Some of the lines below need repeating. Reproduce exactly those between the lines holding "Where can you see the dog's eye?" and "Where can you see the white painted", inclusive.

= = =

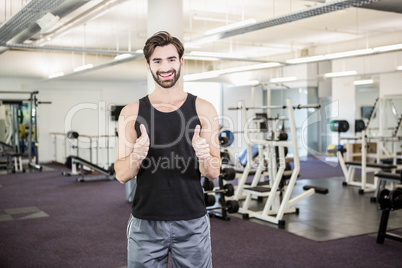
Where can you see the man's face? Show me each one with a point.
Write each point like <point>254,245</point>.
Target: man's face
<point>165,66</point>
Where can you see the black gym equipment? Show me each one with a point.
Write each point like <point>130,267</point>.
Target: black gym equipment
<point>359,125</point>
<point>388,201</point>
<point>224,207</point>
<point>339,126</point>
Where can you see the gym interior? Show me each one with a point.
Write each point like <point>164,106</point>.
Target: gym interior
<point>309,100</point>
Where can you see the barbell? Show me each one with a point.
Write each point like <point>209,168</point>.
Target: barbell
<point>390,199</point>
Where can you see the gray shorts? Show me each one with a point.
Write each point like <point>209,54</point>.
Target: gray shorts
<point>149,243</point>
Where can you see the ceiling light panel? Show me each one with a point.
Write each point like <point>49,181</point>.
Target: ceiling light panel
<point>28,15</point>
<point>328,7</point>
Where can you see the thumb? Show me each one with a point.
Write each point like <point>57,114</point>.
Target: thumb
<point>143,131</point>
<point>197,132</point>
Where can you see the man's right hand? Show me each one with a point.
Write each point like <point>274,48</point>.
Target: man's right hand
<point>141,145</point>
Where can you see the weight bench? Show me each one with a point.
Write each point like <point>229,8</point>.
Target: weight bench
<point>350,171</point>
<point>75,160</point>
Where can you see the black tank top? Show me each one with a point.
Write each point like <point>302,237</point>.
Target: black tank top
<point>168,182</point>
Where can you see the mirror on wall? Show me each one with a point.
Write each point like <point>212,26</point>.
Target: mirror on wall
<point>366,94</point>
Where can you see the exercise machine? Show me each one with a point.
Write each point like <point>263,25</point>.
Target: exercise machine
<point>278,202</point>
<point>215,197</point>
<point>388,201</point>
<point>13,137</point>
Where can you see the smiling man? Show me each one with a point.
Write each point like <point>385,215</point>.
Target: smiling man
<point>167,140</point>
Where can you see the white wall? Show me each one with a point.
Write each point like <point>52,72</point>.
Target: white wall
<point>343,89</point>
<point>82,106</point>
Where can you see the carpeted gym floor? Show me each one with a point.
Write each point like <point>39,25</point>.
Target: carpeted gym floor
<point>48,220</point>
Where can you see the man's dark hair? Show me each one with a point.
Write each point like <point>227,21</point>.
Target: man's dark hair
<point>161,39</point>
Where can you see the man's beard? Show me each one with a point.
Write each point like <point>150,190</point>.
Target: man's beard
<point>166,83</point>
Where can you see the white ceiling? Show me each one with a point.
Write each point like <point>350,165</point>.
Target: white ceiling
<point>123,27</point>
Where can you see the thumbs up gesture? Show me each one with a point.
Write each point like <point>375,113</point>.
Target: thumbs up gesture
<point>200,145</point>
<point>141,145</point>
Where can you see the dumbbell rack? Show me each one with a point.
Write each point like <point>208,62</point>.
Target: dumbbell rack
<point>224,207</point>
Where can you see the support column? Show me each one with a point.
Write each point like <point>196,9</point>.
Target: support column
<point>164,16</point>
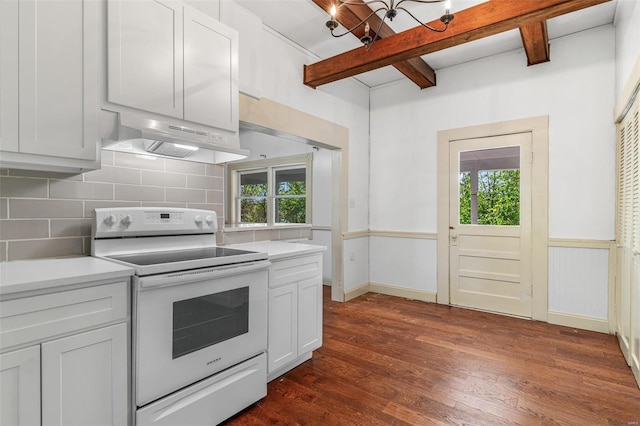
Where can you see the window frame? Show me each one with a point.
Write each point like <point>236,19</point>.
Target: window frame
<point>270,165</point>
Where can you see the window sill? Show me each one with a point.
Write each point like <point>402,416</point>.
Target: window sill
<point>262,227</point>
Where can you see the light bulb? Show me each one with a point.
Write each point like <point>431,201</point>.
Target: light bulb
<point>188,147</point>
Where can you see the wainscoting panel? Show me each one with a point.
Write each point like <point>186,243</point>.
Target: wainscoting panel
<point>579,282</point>
<point>408,263</point>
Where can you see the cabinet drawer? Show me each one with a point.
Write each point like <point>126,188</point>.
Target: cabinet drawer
<point>294,270</point>
<point>41,317</point>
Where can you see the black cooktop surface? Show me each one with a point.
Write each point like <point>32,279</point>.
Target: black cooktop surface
<point>159,257</point>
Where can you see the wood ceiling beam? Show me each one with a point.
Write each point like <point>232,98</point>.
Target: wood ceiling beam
<point>415,69</point>
<point>484,20</point>
<point>535,40</point>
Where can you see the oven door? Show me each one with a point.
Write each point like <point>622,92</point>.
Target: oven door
<point>189,325</point>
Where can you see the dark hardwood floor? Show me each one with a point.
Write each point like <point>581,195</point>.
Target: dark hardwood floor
<point>391,361</point>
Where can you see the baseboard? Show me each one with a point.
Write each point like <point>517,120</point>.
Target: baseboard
<point>578,321</point>
<point>635,367</point>
<point>358,291</point>
<point>293,364</point>
<point>407,293</point>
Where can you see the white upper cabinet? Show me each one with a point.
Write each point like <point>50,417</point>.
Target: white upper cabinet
<point>167,58</point>
<point>210,71</point>
<point>49,78</point>
<point>145,55</point>
<point>249,27</point>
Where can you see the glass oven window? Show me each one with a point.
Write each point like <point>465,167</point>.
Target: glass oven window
<point>210,319</point>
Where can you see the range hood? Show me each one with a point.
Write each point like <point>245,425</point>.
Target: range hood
<point>136,134</point>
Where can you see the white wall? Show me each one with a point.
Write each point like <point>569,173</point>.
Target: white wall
<point>576,90</point>
<point>627,23</point>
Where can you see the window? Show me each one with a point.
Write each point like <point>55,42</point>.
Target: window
<point>490,187</point>
<point>270,192</point>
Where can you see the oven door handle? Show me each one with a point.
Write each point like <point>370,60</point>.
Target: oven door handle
<point>182,277</point>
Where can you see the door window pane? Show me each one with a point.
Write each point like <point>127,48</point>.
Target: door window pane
<point>489,187</point>
<point>207,320</point>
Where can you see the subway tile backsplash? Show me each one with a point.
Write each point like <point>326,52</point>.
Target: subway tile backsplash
<point>48,214</point>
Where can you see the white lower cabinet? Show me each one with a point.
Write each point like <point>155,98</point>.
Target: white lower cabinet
<point>84,378</point>
<point>295,312</point>
<point>283,329</point>
<point>74,369</point>
<point>20,387</point>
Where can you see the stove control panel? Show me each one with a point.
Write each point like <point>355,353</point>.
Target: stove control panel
<point>140,221</point>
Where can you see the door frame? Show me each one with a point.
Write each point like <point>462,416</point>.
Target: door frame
<point>539,129</point>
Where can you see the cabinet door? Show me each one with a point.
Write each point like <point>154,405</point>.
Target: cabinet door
<point>20,387</point>
<point>282,345</point>
<point>144,49</point>
<point>9,75</point>
<point>210,71</point>
<point>84,378</point>
<point>309,315</point>
<point>58,85</point>
<point>249,27</point>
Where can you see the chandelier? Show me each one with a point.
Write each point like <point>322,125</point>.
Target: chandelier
<point>390,10</point>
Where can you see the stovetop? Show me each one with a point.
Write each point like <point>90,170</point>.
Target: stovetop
<point>162,257</point>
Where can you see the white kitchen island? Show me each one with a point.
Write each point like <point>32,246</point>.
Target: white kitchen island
<point>295,303</point>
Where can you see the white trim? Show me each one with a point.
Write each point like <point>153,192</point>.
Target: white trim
<point>293,364</point>
<point>355,234</point>
<point>390,234</point>
<point>356,292</point>
<point>407,293</point>
<point>402,234</point>
<point>579,321</point>
<point>580,243</point>
<point>629,93</point>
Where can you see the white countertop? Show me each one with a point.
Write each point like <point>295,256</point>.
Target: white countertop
<point>280,249</point>
<point>46,274</point>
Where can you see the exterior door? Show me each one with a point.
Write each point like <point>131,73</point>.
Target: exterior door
<point>490,223</point>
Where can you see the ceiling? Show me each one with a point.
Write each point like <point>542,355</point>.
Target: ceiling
<point>303,22</point>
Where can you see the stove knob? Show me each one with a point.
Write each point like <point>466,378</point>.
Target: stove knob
<point>127,220</point>
<point>109,220</point>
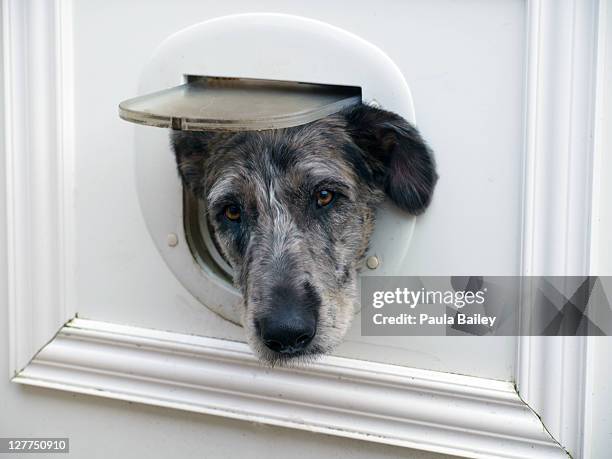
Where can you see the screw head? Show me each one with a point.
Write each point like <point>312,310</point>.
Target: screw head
<point>372,262</point>
<point>172,239</point>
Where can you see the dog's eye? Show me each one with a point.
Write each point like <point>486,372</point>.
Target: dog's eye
<point>324,198</point>
<point>232,213</point>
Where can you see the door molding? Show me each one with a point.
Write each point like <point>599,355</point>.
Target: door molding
<point>428,410</point>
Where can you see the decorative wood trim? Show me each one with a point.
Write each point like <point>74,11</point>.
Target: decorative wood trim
<point>421,409</point>
<point>560,106</point>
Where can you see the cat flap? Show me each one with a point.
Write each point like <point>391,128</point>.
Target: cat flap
<point>238,104</point>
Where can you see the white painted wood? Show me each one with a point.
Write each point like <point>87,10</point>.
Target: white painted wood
<point>561,71</point>
<point>420,409</point>
<point>414,407</point>
<point>120,276</point>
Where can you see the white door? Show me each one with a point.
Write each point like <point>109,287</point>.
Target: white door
<point>511,95</point>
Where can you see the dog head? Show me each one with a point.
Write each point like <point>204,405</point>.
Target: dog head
<point>292,211</point>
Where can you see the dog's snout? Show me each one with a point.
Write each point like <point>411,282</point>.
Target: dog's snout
<point>287,336</point>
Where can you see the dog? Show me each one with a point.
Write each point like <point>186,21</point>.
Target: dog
<point>292,211</point>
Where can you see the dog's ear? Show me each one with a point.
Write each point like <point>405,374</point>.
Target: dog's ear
<point>191,151</point>
<point>400,161</point>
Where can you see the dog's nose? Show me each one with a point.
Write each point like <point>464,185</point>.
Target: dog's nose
<point>286,337</point>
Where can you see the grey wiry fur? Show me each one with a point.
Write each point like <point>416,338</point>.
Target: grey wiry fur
<point>284,241</point>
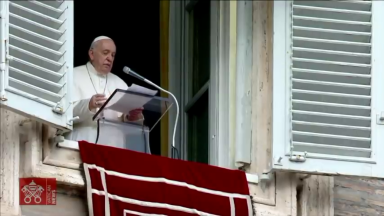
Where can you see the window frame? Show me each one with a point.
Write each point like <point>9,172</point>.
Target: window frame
<point>318,165</point>
<point>28,105</point>
<point>179,70</point>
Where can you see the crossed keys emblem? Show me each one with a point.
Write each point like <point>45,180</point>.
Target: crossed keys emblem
<point>32,190</point>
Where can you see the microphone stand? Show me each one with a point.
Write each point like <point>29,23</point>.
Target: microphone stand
<point>174,151</point>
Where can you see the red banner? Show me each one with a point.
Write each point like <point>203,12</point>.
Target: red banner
<point>37,191</point>
<point>121,182</point>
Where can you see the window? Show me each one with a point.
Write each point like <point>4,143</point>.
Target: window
<point>197,85</point>
<point>37,48</point>
<point>327,99</point>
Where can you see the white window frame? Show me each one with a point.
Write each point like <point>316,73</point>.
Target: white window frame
<point>218,141</point>
<point>27,105</point>
<point>281,82</point>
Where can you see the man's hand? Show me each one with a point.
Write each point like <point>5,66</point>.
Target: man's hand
<point>97,101</point>
<point>136,114</point>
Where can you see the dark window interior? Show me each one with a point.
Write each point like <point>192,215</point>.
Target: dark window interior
<point>135,28</point>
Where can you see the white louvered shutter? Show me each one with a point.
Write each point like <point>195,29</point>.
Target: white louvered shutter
<point>38,72</point>
<point>329,87</point>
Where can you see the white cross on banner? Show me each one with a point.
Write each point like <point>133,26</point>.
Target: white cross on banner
<point>122,182</point>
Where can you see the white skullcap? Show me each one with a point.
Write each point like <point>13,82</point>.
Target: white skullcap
<point>98,39</point>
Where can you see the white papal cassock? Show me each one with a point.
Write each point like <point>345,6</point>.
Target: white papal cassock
<point>86,82</point>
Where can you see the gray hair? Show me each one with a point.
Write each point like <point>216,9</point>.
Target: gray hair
<point>94,42</point>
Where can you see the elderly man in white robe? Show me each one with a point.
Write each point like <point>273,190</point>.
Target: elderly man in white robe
<point>93,83</point>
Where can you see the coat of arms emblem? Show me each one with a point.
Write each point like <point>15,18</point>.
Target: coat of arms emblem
<point>37,191</point>
<point>32,190</point>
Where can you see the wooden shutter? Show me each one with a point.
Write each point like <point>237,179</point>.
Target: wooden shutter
<point>330,52</point>
<point>39,48</point>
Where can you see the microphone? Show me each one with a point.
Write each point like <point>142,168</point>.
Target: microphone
<point>130,72</point>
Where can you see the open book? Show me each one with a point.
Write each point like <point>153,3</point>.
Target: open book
<point>124,102</point>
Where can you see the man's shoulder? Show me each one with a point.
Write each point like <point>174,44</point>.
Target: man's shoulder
<point>80,68</point>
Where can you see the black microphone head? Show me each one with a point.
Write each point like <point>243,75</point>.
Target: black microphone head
<point>126,69</point>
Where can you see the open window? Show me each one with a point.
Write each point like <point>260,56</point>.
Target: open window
<point>37,60</point>
<point>328,87</point>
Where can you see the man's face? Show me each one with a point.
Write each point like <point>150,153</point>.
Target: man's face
<point>103,55</point>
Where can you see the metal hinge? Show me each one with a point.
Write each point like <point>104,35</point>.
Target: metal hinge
<point>298,157</point>
<point>380,118</point>
<point>58,109</point>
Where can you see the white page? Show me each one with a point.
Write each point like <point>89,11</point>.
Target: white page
<point>125,102</point>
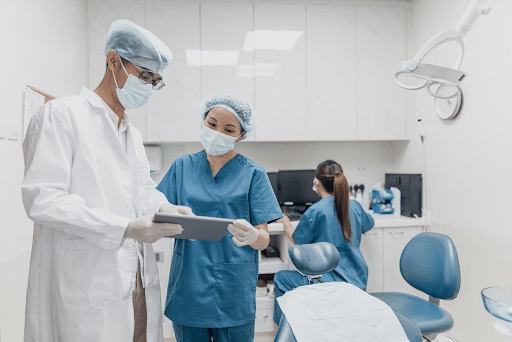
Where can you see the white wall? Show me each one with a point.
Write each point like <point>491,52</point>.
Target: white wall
<point>43,44</point>
<point>468,160</point>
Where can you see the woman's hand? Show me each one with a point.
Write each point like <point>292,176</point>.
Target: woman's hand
<point>244,233</point>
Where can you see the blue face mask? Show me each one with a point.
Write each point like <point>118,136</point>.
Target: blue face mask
<point>134,93</point>
<point>216,143</point>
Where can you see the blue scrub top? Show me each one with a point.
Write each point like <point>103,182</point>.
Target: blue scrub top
<point>320,223</point>
<point>213,284</point>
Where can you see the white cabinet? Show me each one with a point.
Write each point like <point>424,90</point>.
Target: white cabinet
<point>172,111</point>
<point>372,247</point>
<point>381,105</point>
<point>382,248</point>
<point>280,71</point>
<point>227,62</point>
<point>331,73</point>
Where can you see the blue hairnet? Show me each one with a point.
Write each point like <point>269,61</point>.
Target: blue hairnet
<point>138,45</point>
<point>236,105</point>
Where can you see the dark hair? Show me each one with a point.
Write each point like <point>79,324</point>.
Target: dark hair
<point>330,174</point>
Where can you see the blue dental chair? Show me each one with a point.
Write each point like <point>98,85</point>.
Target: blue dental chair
<point>315,259</point>
<point>429,263</point>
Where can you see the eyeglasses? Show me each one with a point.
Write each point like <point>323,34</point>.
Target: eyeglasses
<point>146,78</point>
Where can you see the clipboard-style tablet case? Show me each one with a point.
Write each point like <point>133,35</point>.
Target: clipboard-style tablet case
<point>197,227</point>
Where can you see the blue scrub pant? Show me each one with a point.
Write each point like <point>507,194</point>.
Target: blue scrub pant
<point>232,334</point>
<point>288,280</point>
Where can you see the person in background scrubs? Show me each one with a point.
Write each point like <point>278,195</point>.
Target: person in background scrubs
<point>334,219</point>
<point>93,273</point>
<point>212,285</point>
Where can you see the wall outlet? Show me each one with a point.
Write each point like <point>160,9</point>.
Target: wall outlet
<point>14,131</point>
<point>3,129</point>
<point>159,256</point>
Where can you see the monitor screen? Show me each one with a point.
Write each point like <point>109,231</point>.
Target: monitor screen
<point>297,187</point>
<point>273,177</point>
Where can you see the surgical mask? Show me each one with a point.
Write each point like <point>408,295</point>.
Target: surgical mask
<point>134,93</point>
<point>216,143</point>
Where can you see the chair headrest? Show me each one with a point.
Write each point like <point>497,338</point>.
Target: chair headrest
<point>314,258</point>
<point>430,263</point>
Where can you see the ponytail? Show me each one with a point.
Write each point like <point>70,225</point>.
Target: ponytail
<point>330,174</point>
<point>341,204</point>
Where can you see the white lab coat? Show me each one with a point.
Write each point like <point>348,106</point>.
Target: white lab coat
<point>81,189</point>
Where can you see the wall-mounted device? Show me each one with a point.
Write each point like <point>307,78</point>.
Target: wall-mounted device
<point>154,154</point>
<point>436,74</point>
<point>410,186</point>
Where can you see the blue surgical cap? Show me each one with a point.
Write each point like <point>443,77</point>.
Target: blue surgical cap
<point>236,105</point>
<point>138,45</point>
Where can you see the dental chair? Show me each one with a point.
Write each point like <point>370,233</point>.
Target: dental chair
<point>429,263</point>
<point>313,260</point>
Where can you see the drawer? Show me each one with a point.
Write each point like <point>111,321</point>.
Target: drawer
<point>264,321</point>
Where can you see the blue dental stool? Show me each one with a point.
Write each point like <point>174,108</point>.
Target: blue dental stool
<point>429,263</point>
<point>315,259</point>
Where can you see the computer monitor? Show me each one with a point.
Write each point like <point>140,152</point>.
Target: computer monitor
<point>274,181</point>
<point>296,187</point>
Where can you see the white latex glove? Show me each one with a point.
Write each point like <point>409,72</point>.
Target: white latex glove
<point>143,229</point>
<point>176,209</point>
<point>244,233</point>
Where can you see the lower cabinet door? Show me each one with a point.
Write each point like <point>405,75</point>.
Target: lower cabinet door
<point>395,240</point>
<point>372,247</point>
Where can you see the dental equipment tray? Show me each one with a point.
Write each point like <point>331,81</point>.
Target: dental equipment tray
<point>382,203</point>
<point>197,227</point>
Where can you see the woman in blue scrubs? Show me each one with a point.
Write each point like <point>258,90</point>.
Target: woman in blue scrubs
<point>212,285</point>
<point>334,219</point>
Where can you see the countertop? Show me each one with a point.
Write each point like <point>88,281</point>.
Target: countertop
<point>381,221</point>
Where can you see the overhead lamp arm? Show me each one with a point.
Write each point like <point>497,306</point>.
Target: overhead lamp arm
<point>436,75</point>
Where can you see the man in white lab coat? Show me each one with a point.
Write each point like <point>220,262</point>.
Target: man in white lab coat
<point>93,273</point>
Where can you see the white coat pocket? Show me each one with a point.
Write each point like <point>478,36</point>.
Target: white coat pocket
<point>86,273</point>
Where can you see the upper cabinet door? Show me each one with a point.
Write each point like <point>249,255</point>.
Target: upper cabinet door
<point>331,73</point>
<point>225,64</point>
<point>280,71</point>
<point>101,15</point>
<point>381,103</point>
<point>172,111</point>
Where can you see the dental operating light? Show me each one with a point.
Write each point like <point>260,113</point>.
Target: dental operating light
<point>439,75</point>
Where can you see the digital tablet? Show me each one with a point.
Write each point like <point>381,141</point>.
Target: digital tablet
<point>197,227</point>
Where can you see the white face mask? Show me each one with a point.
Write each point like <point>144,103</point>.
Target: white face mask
<point>216,143</point>
<point>134,94</point>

= = =

### Answer
Where can you see the dog's eye? Show me each one with a point.
Write each point like <point>486,372</point>.
Target: dog's eye
<point>324,198</point>
<point>232,213</point>
Where can you see the door molding? Show me each one with a point.
Write each point like <point>599,355</point>.
Target: door molding
<point>428,410</point>
Where can you see the decorative wood trim? Show me each one with a point.
Write each point like <point>74,11</point>.
Target: decorative wood trim
<point>421,409</point>
<point>560,106</point>
Where can you see the cat flap? Show me each one with a point.
Write each point like <point>391,128</point>.
Target: cat flap
<point>238,104</point>
Where can you see the white painted wood? Show me each one with a point.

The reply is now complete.